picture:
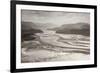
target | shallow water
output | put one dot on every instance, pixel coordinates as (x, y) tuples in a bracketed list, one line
[(51, 46)]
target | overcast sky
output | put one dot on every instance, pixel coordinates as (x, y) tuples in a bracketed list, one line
[(57, 18)]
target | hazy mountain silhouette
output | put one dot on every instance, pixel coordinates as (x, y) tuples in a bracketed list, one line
[(28, 30), (78, 28)]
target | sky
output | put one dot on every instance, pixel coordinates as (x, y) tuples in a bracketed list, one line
[(54, 17)]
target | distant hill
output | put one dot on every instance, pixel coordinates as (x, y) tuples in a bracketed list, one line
[(78, 28), (28, 30)]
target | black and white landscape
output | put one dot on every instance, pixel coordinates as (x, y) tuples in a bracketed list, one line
[(54, 36)]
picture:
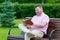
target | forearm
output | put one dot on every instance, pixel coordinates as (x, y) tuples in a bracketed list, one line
[(40, 25)]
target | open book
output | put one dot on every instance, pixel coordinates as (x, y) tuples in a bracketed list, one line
[(29, 22)]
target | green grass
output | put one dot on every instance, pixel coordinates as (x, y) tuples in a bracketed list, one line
[(4, 32), (15, 31)]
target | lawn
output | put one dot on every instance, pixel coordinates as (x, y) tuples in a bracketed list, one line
[(15, 31)]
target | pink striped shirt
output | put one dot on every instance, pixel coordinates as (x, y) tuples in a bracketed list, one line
[(38, 20)]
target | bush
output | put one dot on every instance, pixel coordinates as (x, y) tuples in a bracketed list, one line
[(24, 10)]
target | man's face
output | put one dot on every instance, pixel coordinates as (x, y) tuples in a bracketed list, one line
[(38, 10)]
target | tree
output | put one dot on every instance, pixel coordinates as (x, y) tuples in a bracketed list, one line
[(7, 14)]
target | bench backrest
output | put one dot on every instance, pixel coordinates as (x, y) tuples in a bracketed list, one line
[(54, 24)]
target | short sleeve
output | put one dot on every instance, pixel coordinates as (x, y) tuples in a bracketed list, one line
[(46, 19)]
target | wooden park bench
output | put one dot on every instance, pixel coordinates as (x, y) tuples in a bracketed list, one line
[(53, 32)]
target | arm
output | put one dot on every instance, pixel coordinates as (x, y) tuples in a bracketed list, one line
[(45, 21)]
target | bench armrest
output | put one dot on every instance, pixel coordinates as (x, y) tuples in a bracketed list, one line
[(10, 30), (51, 34)]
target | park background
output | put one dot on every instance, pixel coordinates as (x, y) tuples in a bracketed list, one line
[(12, 12)]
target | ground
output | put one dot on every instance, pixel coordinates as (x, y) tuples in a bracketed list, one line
[(15, 31)]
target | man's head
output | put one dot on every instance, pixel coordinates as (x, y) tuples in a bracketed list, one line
[(38, 9)]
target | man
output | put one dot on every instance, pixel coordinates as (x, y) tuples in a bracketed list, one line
[(39, 27)]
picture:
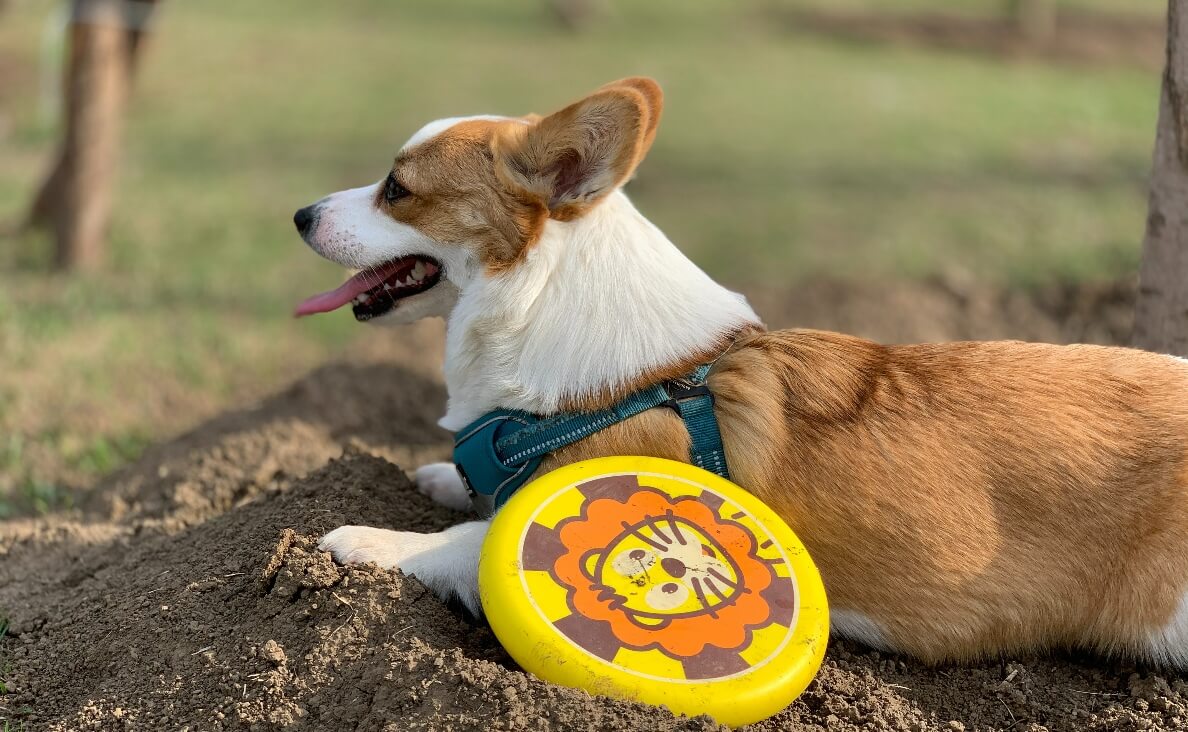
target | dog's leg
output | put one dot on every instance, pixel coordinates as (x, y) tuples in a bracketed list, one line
[(440, 481), (447, 562)]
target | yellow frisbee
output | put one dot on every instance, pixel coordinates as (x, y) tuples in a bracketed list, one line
[(655, 580)]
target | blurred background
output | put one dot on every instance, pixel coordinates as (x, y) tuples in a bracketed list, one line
[(899, 169)]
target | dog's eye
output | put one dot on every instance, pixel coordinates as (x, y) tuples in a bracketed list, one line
[(393, 190)]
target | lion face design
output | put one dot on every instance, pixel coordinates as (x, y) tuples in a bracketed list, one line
[(661, 568)]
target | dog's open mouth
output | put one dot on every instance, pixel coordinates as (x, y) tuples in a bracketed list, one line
[(377, 290)]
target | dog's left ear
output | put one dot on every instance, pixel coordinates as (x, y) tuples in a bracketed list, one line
[(573, 158)]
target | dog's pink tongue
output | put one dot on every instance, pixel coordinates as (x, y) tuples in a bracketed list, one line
[(337, 297)]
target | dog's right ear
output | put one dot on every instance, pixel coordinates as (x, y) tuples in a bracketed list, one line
[(573, 158)]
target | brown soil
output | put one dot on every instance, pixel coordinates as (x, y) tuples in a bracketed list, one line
[(188, 593), (1080, 37)]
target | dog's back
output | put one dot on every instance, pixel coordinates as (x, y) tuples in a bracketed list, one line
[(967, 498)]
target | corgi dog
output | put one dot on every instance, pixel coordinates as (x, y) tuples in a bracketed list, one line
[(960, 499)]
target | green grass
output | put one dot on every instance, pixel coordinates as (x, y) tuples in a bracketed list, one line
[(781, 157)]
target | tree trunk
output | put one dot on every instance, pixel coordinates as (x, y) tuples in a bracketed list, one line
[(1161, 314), (76, 195)]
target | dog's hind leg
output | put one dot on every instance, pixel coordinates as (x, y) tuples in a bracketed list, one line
[(447, 562)]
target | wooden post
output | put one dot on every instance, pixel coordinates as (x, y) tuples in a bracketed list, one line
[(75, 197), (1161, 313)]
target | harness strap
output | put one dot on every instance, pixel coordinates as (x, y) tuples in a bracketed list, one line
[(497, 453)]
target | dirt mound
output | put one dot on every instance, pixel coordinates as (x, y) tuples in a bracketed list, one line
[(189, 593)]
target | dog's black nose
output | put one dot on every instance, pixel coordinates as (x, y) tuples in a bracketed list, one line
[(303, 218)]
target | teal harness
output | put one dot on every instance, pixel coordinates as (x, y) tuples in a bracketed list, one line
[(497, 453)]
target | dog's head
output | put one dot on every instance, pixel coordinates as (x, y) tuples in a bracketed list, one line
[(467, 197)]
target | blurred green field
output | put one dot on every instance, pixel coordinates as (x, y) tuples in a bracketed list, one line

Problem description: Rewrite all the records above as a numbered list with one line per item, skipping any blank lines and leaving out the pictures.

Expected answer:
1. picture:
2. target | shallow water
3. output | put one dot on every instance, pixel coordinates as (x, y) tuples in a bracketed list, one line
4. [(51, 46)]
5. target | overcast sky
6. output | put one dot on every instance, pixel coordinates as (x, y) tuples in a bracketed list, one line
7. [(57, 18)]
8. target | hazy mountain silhouette
9. output | put one dot on every instance, pixel coordinates as (x, y) tuples in a bracketed list, one line
10. [(28, 30), (78, 28)]
11. target | sky
12. output | put one dot on every instance, pixel coordinates as (x, y) tuples in a bracketed list, one line
13. [(54, 17)]
14. target | distant hill
15. output | put one dot on every instance, pixel coordinates as (x, y) tuples in a bracketed list, one line
16. [(78, 28), (28, 30)]
17. target | black and white landscape
18. output | put one dot on every instance, pixel coordinates as (x, y) tuples in a bracketed list, one line
19. [(54, 36)]
20. picture:
21. target | forearm
22. output | put one dot on every instance, pixel coordinates as (x, y) tuples in a bracketed list, one line
23. [(40, 25)]
24. target | open book
25. output | put one dot on every instance, pixel coordinates as (x, y) tuples in a bracketed list, one line
26. [(29, 22)]
27. target | green grass
28. output | put one dot on every instance, pixel coordinates as (x, y) tuples in a bracketed list, one line
29. [(4, 32), (15, 31)]
30. target | lawn
31. output | put one dot on every instance, pixel coordinates as (x, y) tuples in a bracketed list, one line
32. [(15, 31)]
33. target | pink striped shirt
34. output | put one dot on every instance, pixel coordinates as (x, y) tuples in a bracketed list, one line
35. [(38, 20)]
36. target | bush
37. output | put one dot on every instance, pixel coordinates as (x, y) tuples in a bracketed list, one line
38. [(24, 10)]
39. target | man's face
40. output | put one dot on every instance, pixel coordinates as (x, y) tuples in a bracketed list, one line
41. [(38, 10)]
42. target | tree
43. output | put one dot on every instance, pixel coordinates as (x, y) tuples in a bracketed list, one line
44. [(7, 14)]
45. target | bench backrest
46. output | put one dot on every instance, pixel coordinates as (x, y) tuples in a bracketed list, one line
47. [(54, 24)]
48. target | short sleeve
49. output | put one dot on every instance, pixel coordinates as (x, y) tuples in a bracketed list, one line
50. [(46, 19)]
51. target | wooden park bench
52. output | put one dot on every instance, pixel coordinates as (x, y) tuples in a bracketed list, one line
53. [(53, 32)]
54. target | arm
55. output | put one dot on every instance, pixel coordinates as (x, y) tuples in a bracketed list, one line
56. [(45, 21)]
57. target | bench armrest
58. output | put one dot on every instance, pixel coordinates as (x, y) tuples in a bracketed list, one line
59. [(10, 30), (51, 34)]
60. target | park background
61. output | put one dot on every instance, pixel coordinates as (x, y) tuples in a bracketed list, one line
62. [(12, 12)]
63. target | ground
64. output | put one dot on every instance, pixel coordinates as (x, y) tuples in a bracketed list, one line
65. [(15, 31)]
66. target | man's head
67. output | put one dot on every instance, pixel coordinates as (x, y) tuples in a bracketed list, one line
68. [(38, 9)]
69. target | man
70. output | put one dot on every instance, pixel coordinates as (x, y) tuples in a bracketed list, one line
71. [(39, 27)]
72. picture:
73. target | dog's leg
74. output | put one dot on every instance, pixel coordinates as (x, y) tuples in a bracketed list, one line
75. [(440, 481), (447, 562)]
76. target | yellow frisbee
77. output | put one dot on every instance, pixel coordinates as (x, y) tuples in a bracketed list, one line
78. [(655, 580)]
79. target | blurred background
80. output | put one dot on every instance, pixel coordinates as (x, y) tuples in a bracketed list, one line
81. [(899, 169)]
82. target | dog's eye
83. output | put one dot on every instance, pixel coordinates as (x, y) tuples in a bracketed list, one line
84. [(393, 190)]
85. target | lion face design
86. output | put one dot on every instance, pixel coordinates as (x, y) tuples in a bracketed list, one line
87. [(661, 568)]
88. target | dog's open mouth
89. output | put one dot on every instance, pixel coordinates as (x, y) tuples in a bracketed list, one line
90. [(377, 290)]
91. target | dog's left ear
92. output | put one dot on every instance, pixel coordinates as (x, y) tuples in a bracketed list, one line
93. [(573, 158)]
94. target | dog's pink tongue
95. output | put one dot on every instance, pixel coordinates as (x, y) tuples in a bracketed list, one line
96. [(337, 297)]
97. target | dog's right ear
98. output | put one dot on every instance, pixel coordinates as (x, y) tuples in a bracketed list, one line
99. [(573, 158)]
100. target | brown soil
101. output | put one dot on every instance, pixel coordinates as (x, y) tuples in a bracketed list, one line
102. [(188, 593), (1080, 37)]
103. target | dog's back
104. output | put one dot on every instance, pixel coordinates as (x, y) tuples in a bracketed list, one line
105. [(967, 498)]
106. target | corgi dog
107. output | put one dot on every instance, pixel coordinates as (x, y) tuples in a bracketed list, one line
108. [(960, 499)]
109. target | green grass
110. output | put one dot on every instance, pixel coordinates as (x, y) tuples in a bracketed list, one line
111. [(781, 157)]
112. target | tree trunk
113. output | put one dot on every instance, pixel coordinates as (x, y) tuples in a bracketed list, one line
114. [(1161, 314), (76, 195)]
115. target | dog's hind leg
116. output | put one dot on every instance, pixel coordinates as (x, y) tuples in a bracketed list, one line
117. [(447, 562)]
118. target | wooden post
119. output | put one dot on every instance, pixel coordinates as (x, y) tuples in a bracketed list, one line
120. [(75, 197), (1161, 313)]
121. target | harness strap
122. output | put one dot on every instance, pixel coordinates as (x, y) tuples in a bracketed list, one line
123. [(497, 453)]
124. target | dirt mound
125. output | put one dot on every instance, pixel coordinates as (x, y) tuples in a bracketed list, one line
126. [(189, 593)]
127. target | dog's black nose
128. output | put one dot on every instance, pixel coordinates as (x, y) tuples in a bracketed list, one line
129. [(303, 218)]
130. target | teal harness
131. output | put one dot on every instance, pixel coordinates as (x, y) tuples in a bracketed list, one line
132. [(497, 453)]
133. target | dog's head
134. output | put one dot on every instance, pixel coordinates as (x, y) tuples in a bracketed list, one line
135. [(467, 197)]
136. target | blurred green field
137. output | put one dot on every instance, pixel coordinates as (x, y) tuples in a bracketed list, one line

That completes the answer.